### WHAT THE TASK REQUIRES
Transcribe, word for word, the line containing "stone foundation wall" and each line following it through the end of the listing below. Omit all other lines.
>> Start ENTRIES
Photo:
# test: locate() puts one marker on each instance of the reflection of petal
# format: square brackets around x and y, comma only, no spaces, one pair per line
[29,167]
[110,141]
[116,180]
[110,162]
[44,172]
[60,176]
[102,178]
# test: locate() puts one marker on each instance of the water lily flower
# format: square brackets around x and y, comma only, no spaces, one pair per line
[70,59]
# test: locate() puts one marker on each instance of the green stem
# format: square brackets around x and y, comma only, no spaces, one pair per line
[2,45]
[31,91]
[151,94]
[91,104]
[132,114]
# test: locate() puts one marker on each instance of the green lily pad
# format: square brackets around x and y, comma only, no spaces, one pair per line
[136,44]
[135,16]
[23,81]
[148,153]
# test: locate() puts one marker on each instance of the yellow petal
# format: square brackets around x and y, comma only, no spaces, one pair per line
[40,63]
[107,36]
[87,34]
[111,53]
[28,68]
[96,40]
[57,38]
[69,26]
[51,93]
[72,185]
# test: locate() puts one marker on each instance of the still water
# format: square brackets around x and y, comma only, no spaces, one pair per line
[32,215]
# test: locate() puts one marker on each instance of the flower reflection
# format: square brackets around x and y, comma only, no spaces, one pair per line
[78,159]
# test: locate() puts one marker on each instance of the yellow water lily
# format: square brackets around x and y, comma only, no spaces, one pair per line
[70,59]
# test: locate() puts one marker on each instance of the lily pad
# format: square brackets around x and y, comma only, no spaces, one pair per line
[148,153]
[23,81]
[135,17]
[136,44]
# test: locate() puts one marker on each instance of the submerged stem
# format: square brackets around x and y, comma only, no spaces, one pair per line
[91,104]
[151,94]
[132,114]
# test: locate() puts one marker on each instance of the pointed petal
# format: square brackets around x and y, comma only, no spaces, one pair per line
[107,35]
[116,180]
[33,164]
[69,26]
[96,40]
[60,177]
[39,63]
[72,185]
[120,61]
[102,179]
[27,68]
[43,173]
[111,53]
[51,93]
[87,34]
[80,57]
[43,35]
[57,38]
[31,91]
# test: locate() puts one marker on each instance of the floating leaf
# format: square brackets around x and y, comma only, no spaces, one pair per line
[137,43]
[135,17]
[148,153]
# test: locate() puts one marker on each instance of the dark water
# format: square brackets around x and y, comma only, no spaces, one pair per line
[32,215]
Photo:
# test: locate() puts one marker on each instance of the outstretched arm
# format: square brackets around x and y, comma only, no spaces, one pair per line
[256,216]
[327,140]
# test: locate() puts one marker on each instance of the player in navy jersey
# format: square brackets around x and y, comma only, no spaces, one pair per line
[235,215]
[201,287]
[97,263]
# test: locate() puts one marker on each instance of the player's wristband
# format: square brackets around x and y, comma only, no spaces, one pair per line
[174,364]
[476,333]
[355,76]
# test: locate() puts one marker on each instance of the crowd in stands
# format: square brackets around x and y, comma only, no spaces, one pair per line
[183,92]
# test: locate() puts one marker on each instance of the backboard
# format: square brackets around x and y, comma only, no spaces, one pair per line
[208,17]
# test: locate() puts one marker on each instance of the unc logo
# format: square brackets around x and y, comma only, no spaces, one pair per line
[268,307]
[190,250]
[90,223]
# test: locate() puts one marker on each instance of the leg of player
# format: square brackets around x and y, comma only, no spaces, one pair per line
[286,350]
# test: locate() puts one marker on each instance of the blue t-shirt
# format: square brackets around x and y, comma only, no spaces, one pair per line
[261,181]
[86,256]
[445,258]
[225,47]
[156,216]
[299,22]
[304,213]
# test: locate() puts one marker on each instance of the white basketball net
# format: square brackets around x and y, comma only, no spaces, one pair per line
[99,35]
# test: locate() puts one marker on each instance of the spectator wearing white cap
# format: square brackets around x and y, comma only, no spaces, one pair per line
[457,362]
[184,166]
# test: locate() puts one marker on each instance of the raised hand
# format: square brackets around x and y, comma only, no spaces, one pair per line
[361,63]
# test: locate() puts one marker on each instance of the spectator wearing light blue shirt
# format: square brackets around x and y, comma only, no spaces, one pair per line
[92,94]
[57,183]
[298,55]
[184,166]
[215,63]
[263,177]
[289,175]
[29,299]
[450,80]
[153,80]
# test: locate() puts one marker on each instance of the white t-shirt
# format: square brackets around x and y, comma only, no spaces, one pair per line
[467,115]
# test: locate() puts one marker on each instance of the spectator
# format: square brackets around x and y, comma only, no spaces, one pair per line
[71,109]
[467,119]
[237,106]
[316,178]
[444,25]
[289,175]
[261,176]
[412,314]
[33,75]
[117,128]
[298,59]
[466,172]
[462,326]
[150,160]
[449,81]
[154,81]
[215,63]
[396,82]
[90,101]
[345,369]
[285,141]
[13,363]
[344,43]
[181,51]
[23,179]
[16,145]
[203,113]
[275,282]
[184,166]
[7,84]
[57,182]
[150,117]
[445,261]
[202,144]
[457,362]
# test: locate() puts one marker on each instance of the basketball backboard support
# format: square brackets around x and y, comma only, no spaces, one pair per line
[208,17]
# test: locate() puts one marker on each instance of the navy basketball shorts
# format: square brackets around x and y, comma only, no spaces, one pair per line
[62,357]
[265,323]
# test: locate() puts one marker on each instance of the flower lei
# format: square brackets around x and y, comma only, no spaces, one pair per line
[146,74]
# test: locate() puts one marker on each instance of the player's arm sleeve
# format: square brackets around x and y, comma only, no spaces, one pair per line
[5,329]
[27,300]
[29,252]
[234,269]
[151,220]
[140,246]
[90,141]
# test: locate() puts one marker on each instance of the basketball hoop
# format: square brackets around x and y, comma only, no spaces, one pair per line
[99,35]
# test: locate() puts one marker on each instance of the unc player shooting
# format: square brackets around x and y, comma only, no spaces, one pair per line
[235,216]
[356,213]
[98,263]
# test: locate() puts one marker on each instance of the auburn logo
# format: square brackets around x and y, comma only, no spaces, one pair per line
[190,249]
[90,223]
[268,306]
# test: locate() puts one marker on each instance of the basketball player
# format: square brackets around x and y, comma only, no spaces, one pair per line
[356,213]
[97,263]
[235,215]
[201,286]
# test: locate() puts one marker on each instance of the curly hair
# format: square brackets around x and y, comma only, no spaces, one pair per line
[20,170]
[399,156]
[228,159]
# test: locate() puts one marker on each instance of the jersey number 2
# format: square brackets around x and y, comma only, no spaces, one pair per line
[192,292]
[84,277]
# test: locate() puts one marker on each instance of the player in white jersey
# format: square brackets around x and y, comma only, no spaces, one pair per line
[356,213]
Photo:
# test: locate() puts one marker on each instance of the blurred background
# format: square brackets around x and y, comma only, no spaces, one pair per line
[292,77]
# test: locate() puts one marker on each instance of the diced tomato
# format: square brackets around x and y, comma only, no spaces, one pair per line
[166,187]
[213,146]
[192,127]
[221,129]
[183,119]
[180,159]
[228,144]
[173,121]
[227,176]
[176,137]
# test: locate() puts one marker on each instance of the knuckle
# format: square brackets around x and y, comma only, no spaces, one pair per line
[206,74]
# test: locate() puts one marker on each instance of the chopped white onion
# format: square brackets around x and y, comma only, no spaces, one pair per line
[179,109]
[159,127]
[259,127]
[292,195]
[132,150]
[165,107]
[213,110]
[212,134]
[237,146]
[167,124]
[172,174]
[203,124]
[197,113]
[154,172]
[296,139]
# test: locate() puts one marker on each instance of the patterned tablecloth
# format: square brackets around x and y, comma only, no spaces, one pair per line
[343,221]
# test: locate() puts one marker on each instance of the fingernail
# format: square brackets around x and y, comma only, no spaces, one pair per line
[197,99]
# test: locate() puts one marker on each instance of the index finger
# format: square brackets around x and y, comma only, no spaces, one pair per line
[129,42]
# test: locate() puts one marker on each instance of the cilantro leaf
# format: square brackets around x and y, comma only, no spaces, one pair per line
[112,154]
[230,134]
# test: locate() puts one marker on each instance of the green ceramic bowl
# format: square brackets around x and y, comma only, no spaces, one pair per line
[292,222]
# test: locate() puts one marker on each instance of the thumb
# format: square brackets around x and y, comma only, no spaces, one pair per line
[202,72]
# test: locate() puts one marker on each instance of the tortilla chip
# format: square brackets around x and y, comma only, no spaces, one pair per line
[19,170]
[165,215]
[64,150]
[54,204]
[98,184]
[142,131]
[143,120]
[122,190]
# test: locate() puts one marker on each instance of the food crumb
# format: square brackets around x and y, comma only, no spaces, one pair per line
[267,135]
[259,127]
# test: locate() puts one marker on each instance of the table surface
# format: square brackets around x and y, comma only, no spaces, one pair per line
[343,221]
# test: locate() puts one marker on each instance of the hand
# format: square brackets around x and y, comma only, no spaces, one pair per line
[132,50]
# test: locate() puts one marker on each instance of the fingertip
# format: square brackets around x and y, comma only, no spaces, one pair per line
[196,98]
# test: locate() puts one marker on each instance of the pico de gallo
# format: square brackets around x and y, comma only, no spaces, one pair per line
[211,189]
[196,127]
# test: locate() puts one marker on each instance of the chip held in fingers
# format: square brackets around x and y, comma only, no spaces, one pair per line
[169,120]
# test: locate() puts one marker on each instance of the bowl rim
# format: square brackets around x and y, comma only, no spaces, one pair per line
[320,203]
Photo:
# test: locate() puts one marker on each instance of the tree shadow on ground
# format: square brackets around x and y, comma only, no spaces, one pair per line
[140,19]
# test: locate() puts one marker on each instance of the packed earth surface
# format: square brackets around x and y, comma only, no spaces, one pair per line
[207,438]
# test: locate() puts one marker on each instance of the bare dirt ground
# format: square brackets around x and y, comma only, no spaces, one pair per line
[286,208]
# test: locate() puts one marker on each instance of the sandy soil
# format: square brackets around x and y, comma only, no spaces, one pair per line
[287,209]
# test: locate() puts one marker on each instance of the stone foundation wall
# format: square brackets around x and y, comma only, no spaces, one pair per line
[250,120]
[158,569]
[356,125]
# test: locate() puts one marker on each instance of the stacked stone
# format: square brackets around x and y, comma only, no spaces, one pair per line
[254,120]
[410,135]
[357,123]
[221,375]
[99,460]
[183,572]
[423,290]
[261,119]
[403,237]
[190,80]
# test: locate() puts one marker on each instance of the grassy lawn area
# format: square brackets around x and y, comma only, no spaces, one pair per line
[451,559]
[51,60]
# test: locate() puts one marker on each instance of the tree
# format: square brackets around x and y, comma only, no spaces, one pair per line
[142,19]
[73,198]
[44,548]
>> End ENTRIES
### TASK OUTPUT
# test: locate() puts one marker on each instance of the stone foundation wall
# format: square brackets around x and y, comma only, no spaces, one pair per line
[250,120]
[158,569]
[356,125]
# test: locate() puts one marker on each instance of the stacked stone
# format: square brackets around x and y, comma only, no spaces, one pair per line
[254,120]
[410,135]
[357,123]
[221,375]
[99,460]
[183,572]
[423,290]
[261,119]
[403,237]
[190,80]
# test: locate() puts one marker on each instance of the grassy lawn area
# format: square brackets around x and y, comma only, no spaces, one pair per line
[451,559]
[51,60]
# test: locate() puts one marker on each instance of the tree
# format: square brackets around x and y, comma only, no spaces, one pair per line
[142,19]
[73,198]
[44,548]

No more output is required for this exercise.